=== TASK BRIEF ===
Copy word for word only the lines of the entries below, starting at the line that contains "of the pale" and ending at the line that contains "168), (378, 5)]", with both of those lines included.

=== DATA SECTION ===
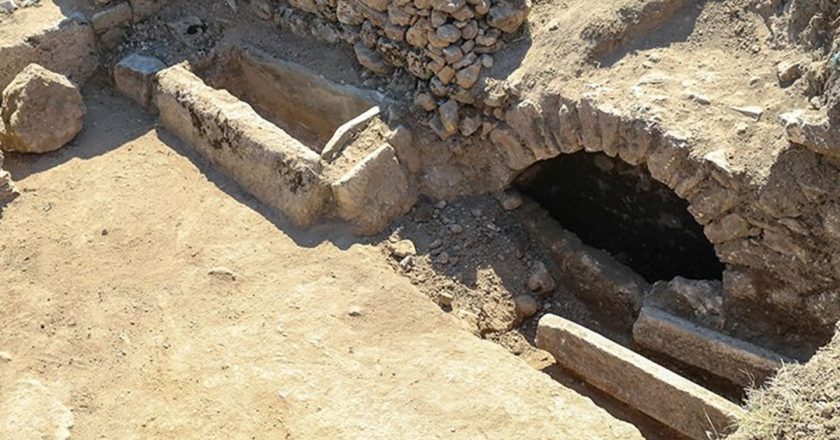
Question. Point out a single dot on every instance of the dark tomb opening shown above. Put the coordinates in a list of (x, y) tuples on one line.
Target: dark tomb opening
[(621, 209)]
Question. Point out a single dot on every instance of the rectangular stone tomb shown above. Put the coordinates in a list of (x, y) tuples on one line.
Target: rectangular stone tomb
[(743, 363), (642, 384), (263, 122)]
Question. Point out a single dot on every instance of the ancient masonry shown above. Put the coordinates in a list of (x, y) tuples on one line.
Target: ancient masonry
[(779, 236)]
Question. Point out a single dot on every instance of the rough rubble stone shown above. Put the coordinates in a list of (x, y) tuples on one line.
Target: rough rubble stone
[(540, 280), (507, 17), (378, 5), (449, 116), (448, 6), (371, 59), (41, 111)]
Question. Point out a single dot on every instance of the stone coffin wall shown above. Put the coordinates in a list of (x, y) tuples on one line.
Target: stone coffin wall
[(265, 160), (779, 238)]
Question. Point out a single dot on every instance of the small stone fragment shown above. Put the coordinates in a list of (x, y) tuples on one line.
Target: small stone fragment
[(449, 116), (424, 101), (540, 280), (448, 33), (466, 77), (403, 248), (754, 112), (510, 200), (222, 272), (506, 17), (34, 96), (371, 59)]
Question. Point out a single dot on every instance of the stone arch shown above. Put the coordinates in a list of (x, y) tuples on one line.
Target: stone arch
[(555, 127)]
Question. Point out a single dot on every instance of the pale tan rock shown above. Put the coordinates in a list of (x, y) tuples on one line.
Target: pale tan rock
[(41, 112), (373, 192)]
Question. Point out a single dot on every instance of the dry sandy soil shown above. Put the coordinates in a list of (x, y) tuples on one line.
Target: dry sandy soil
[(145, 296)]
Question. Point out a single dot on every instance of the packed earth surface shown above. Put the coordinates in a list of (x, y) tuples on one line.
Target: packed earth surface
[(554, 219)]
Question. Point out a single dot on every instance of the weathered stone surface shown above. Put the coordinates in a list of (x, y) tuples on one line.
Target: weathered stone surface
[(133, 77), (66, 45), (373, 192), (345, 133), (508, 17), (41, 111), (448, 6), (730, 227), (540, 279), (594, 275), (371, 59), (449, 115), (347, 13), (813, 130), (743, 363), (145, 8), (466, 77), (635, 380), (699, 301), (110, 17), (8, 191), (276, 168), (378, 5)]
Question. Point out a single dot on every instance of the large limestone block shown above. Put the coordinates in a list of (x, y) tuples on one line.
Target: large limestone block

=== THE ANSWER ===
Question. Point out a single dot on every instance of the pale tan rock shown above. Put the coordinates in a list of (x, y) tuples on one line.
Target: pale tan rock
[(41, 112), (373, 192)]
Question. Point out a single dot on every instance of the dry sandy soil shown above. Put the coordinates in a list of (x, y) tuples on one line.
Target: dry sandy soil
[(145, 296)]
Question. Point out a single dot on every instance of the packed earth surface shown above. Put the coordinates in a list of (x, y) tuples on one line.
Target: packed earth surface
[(554, 219)]
Question. Point out a single dot on every instance of the weathered stone surface shown above. Put the coordinates in a list of (x, y) tuples on one line.
Target: weathered stone surface
[(133, 77), (66, 45), (373, 192), (345, 133), (508, 17), (41, 111), (448, 6), (730, 227), (540, 279), (594, 275), (371, 59), (449, 115), (347, 13), (813, 130), (743, 363), (145, 8), (466, 77), (635, 380), (699, 301), (110, 17), (8, 191), (276, 168), (378, 5)]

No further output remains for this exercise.